Wheezing, a high-pitched whistling sound that occurs when you breathe through narrowed breathing tubes, is a sign that you might be having breathing problems. While wheezing usually comes from the bronchial tubes, which are the small breathing tubes deep in your chest, it can sometimes be caused by a blockage in the larger airways, for example if you breathed in a foreign object.
To stop wheezing, you first have to find the source of the problem. There are many possible causes, including allergies (to a food, airborne allergen or insect bite or sting), asthma, bronchitis, pneumonia and other infections and smoking. Taking certain medications, particularly aspirin, may also cause wheezing. Wheezing can also be a sign of serious problems, such as heart failure, lung cancer and anaphylaxis, a severe and deadly allergic reaction. If you are wheezing, you should see your physician to help figure out the underlying cause of the symptom and how to treat it. If severe shortness of breath accompanies your wheezing, go immediately to the nearest emergency room.
One way to help alleviate your wheezing is to sit in an area where the air is moist and heated, such as a room with a vaporizer or a bathroom with a hot shower running. If the wheezing is caused by allergies, stay away from things you're allergic to. If you smoke, quit. No matter what the cause of your wheezing, make sure to take any and all medications your doctor prescribes. These may include taking corticosteroids or using a nebulizer or respiratory inhaler, which will help relax and open up your airways, allowing you to breathe more easily.

__Task goal__.
Turn the paragraph of the text about wheezing that begins "One way to help alleviate" into a short list, keeping its main facts.

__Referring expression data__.
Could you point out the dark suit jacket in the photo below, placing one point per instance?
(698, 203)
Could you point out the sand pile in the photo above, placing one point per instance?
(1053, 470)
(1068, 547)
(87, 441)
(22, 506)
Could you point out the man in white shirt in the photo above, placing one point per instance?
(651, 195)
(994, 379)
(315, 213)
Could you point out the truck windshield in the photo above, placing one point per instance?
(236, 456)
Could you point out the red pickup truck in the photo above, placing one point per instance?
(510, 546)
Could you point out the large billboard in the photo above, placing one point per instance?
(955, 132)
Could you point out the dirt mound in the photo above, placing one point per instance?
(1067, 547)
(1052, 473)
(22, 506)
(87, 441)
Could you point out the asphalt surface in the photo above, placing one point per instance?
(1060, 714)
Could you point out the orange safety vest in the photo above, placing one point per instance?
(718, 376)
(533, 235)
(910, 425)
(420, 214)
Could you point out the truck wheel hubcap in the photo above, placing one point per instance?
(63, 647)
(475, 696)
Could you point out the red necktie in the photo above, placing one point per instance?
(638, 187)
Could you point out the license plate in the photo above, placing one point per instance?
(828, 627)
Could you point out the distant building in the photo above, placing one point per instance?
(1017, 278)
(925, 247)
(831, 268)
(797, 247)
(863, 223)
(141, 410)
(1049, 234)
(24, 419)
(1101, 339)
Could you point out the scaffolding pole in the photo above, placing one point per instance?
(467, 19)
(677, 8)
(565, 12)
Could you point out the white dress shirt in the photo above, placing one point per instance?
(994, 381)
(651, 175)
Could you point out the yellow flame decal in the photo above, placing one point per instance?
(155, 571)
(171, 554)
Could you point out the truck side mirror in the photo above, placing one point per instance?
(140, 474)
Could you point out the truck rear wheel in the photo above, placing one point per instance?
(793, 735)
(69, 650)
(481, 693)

__Task response__.
- Sit in warm, moist air, such as a room with a vaporizer or a bathroom with a hot shower running.
- If allergies cause the wheezing, avoid the things you're allergic to.
- If you smoke, quit.
- Whatever the cause, take all medications your doctor prescribes. These may include corticosteroids or a nebulizer or respiratory inhaler, which relax and open the airways so you can breathe more easily.